Given text section start

Modeling - Involves selecting the modeling methods and their application to the prepared data set.
Evaluation
Deployment.
The CRISP-DM model employs a process that has been proven to make data mining projects both more rapid and more effectual. Using this model helps avoid typical mistakes while assessing business problems and detailing data mining techniques.
Six Sigma:
Six Sigma - A data-driven method to eliminate defects, avoid waste, or assess quality control issues. It aims to decrease discrepancies in business and manufacturing processes through dedicated improvements.
Six Sigma uses the steps of: (DMAIC).
Define.
Measure
Analyze
Improve
Control
Sample, Explore, Modify, Model, Assess (SEMMA):
SEMMA - The process of Sampling, Exploring, Modifying, Modeling, and Assessing (SEMMA) large amounts of data to uncover previously unknown patterns which can be utilized as a business advantage” (para. 1). This model is similar to Six Sigma but concentrates more on the technical activities characteristically involved in data mining.

Given text section end
Information section start

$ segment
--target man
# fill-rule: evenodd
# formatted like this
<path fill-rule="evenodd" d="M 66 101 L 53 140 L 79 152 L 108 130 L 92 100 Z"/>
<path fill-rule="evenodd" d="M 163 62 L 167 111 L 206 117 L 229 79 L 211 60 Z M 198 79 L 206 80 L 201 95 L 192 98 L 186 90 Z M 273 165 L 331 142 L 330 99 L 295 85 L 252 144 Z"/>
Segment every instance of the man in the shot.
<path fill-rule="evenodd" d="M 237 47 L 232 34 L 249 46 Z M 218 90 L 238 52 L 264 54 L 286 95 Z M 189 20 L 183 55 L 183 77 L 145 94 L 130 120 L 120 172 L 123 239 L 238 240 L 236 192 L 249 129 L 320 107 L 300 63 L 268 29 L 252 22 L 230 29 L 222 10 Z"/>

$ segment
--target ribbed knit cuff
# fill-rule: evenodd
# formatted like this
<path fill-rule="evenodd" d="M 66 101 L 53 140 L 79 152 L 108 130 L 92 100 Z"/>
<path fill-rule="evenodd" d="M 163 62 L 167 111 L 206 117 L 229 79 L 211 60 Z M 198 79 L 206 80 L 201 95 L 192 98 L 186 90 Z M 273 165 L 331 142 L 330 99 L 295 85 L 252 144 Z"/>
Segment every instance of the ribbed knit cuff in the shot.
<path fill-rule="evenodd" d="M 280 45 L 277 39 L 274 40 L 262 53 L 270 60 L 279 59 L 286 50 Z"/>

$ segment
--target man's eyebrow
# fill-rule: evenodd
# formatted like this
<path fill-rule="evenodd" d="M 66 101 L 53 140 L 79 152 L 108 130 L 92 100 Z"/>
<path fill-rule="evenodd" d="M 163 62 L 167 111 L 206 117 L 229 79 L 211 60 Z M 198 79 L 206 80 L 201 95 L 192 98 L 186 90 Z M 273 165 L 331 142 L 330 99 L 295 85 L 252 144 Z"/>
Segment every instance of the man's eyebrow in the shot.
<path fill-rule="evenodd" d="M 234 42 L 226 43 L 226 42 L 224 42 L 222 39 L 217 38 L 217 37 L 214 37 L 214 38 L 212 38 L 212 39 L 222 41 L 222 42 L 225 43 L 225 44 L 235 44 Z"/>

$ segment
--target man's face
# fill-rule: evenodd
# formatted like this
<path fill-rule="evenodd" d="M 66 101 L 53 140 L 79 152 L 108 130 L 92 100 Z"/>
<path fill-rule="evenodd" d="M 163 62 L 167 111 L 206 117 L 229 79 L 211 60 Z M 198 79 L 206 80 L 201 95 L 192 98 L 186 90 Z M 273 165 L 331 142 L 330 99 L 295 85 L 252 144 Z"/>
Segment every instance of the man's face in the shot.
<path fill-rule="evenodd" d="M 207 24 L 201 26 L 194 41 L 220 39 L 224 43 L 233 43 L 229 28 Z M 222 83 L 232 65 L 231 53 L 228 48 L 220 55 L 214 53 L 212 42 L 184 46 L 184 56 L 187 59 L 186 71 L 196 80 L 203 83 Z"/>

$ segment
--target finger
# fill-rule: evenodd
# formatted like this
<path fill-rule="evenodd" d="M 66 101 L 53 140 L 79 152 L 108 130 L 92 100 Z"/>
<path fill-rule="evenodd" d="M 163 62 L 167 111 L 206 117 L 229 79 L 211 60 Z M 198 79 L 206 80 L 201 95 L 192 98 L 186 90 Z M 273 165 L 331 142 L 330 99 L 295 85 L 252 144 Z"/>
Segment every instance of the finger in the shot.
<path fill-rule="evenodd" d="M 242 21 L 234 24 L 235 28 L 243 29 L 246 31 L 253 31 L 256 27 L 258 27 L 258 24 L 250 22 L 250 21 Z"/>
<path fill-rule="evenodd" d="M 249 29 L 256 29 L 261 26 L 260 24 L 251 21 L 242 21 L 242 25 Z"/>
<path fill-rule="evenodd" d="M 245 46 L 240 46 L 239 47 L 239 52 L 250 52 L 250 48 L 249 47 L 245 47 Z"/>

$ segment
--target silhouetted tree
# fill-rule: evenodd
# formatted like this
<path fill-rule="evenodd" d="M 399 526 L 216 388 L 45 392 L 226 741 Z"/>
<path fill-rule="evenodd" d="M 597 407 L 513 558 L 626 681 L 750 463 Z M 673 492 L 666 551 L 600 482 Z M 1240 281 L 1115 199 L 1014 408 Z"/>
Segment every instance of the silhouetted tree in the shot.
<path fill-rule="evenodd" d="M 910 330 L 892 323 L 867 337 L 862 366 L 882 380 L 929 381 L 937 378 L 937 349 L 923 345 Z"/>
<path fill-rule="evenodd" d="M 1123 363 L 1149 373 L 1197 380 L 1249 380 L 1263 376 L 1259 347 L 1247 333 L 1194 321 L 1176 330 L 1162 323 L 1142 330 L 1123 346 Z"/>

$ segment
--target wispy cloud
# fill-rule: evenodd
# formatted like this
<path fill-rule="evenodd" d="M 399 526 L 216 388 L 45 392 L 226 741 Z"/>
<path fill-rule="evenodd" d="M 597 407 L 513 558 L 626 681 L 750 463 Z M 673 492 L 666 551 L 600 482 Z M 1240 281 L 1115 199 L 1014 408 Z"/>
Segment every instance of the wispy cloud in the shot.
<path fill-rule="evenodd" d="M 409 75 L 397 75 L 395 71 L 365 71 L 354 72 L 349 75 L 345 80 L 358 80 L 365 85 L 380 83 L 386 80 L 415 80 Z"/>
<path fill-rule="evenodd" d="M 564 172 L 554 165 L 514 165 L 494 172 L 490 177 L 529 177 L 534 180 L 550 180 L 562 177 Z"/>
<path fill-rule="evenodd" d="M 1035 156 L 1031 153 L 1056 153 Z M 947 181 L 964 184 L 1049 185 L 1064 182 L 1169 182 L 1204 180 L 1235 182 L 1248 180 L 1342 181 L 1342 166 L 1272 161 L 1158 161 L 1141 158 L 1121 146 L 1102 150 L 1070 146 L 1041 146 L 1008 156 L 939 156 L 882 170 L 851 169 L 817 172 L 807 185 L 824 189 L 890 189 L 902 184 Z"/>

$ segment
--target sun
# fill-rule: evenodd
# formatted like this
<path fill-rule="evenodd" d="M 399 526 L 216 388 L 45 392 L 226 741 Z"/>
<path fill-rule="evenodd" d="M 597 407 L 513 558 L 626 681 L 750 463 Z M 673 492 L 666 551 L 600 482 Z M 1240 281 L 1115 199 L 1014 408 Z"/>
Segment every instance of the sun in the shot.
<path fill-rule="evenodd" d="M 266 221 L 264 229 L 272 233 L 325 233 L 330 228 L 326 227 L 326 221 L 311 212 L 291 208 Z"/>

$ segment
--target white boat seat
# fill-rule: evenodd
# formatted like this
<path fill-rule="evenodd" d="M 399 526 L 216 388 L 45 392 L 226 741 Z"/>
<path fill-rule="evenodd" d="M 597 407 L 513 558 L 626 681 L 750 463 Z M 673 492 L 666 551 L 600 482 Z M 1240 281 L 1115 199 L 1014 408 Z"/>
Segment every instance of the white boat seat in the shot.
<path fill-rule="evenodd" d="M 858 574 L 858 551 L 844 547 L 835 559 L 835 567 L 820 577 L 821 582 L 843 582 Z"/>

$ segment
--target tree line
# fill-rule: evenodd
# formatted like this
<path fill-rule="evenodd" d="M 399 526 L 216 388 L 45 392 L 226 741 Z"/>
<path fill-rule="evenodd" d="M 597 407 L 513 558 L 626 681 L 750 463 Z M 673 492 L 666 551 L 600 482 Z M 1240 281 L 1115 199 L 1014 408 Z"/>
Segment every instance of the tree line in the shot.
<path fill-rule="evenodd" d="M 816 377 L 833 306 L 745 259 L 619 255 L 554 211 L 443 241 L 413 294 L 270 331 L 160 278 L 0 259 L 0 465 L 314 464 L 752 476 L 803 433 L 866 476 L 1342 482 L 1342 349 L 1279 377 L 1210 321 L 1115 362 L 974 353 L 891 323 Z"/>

Information section end

◆ **What is being asked**:
Repeat word for word the stretch of the passage on data mining process models above that begins at the words "Modeling - Involves" and ends with "through dedicated improvements.".

◆ **Result of the task**:
Modeling - Involves selecting the modeling methods and their application to the prepared data set.
Evaluation
Deployment.
The CRISP-DM model employs a process that has been proven to make data mining projects both more rapid and more effectual. Using this model helps avoid typical mistakes while assessing business problems and detailing data mining techniques.
Six Sigma:
Six Sigma - A data-driven method to eliminate defects, avoid waste, or assess quality control issues. It aims to decrease discrepancies in business and manufacturing processes through dedicated improvements.